OBJECTIF A
D'après l'extrait du document, à quelle date le mémoire en défense de la commune d'Angers a-t-il été enregistré ?

Par un mémoire en défense, enregistré le 25 janvier 2023, la commune d'Angers, représentée par Me Brossard, conclut :

1°) au rejet de la requête de la société Soprema Entreprises ;

2°) par la voie de l'appel incident, à la réformation du jugement du 6 avril 2022 du tribunal administratif de Nantes en portant son indemnisation, par la société Sopréma Entreprises, à la somme de 487 636,34 euros TTC, avec intérêt au taux légal ;

3°) à ce que soit mis à la charge de la société Sopréma Entreprises le versement d'une somme de 3 000 euros au titre de l'article L. 761-1 du code de justice administrative.

OBJECTIF B
Indiquez combien de lignes des enregistrements contiennent la chaîne "frame". Donnez uniquement ce nombre.

ENREGISTREMENTS STOCKÉS
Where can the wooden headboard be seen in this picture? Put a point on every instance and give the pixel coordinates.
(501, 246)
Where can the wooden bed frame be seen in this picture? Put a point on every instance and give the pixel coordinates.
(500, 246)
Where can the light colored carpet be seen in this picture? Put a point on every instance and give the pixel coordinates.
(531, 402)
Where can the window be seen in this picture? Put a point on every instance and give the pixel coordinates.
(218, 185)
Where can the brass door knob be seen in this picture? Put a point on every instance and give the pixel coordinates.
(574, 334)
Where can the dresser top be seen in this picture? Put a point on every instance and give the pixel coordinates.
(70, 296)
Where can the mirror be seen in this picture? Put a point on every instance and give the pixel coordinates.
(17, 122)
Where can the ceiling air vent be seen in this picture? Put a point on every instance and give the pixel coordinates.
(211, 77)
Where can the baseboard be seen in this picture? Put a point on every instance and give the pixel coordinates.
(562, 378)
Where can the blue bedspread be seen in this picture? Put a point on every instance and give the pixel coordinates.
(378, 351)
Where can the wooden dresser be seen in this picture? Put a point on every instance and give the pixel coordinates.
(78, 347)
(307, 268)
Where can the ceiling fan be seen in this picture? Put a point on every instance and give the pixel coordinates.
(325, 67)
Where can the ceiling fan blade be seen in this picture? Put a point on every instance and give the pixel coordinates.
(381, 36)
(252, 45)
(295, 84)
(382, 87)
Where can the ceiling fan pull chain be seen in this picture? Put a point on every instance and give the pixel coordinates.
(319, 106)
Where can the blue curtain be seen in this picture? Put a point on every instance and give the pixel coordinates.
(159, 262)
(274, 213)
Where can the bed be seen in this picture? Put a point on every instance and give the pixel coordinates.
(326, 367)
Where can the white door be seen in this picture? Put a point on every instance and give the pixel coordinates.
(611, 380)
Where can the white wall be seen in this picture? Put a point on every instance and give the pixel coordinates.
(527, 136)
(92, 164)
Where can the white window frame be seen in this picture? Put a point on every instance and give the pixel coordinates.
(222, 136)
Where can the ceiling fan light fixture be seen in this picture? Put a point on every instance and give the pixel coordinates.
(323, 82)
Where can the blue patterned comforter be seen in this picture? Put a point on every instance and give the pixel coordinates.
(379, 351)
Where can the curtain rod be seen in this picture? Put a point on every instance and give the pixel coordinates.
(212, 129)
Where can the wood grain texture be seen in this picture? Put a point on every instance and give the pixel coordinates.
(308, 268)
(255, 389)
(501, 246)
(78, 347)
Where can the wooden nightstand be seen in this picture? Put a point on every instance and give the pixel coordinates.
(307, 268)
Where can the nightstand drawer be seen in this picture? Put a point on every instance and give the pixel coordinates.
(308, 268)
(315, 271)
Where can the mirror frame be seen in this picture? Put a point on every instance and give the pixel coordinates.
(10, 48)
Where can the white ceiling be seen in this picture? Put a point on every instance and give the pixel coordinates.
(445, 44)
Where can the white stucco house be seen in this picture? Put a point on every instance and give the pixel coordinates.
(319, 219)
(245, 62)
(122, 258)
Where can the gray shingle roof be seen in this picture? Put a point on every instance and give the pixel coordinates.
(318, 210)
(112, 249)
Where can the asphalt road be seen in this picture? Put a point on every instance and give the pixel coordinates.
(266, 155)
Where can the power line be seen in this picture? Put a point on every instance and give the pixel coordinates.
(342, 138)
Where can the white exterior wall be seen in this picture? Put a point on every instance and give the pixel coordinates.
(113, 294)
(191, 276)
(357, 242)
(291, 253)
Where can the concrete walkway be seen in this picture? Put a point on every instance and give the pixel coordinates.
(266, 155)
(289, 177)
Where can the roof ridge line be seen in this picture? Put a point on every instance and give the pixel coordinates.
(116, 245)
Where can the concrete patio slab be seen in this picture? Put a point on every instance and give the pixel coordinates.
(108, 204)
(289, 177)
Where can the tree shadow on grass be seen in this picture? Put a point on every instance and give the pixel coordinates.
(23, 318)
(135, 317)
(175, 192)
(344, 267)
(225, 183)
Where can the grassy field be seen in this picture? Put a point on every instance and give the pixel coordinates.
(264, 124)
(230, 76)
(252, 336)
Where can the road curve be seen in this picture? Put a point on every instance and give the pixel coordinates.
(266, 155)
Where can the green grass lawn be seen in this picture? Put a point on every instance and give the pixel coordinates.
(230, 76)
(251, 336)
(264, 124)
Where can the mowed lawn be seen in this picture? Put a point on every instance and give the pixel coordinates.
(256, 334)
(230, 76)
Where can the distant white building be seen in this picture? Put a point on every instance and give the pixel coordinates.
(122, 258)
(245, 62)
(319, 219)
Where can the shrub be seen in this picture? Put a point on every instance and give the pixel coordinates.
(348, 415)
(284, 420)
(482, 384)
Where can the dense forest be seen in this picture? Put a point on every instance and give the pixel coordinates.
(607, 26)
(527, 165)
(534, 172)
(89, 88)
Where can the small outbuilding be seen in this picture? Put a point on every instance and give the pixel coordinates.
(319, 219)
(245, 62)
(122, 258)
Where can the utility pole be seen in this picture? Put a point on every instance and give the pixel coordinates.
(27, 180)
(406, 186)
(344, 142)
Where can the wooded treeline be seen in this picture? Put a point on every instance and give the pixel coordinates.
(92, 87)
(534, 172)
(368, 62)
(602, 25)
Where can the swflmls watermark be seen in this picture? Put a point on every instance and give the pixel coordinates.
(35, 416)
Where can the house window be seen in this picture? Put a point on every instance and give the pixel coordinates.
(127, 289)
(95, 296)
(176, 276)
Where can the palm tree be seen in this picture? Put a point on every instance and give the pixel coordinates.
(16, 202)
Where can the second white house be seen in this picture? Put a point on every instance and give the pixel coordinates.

RÉPONSE ATTENDUE A
Le 25 janvier 2023.

RÉPONSE ATTENDUE B
3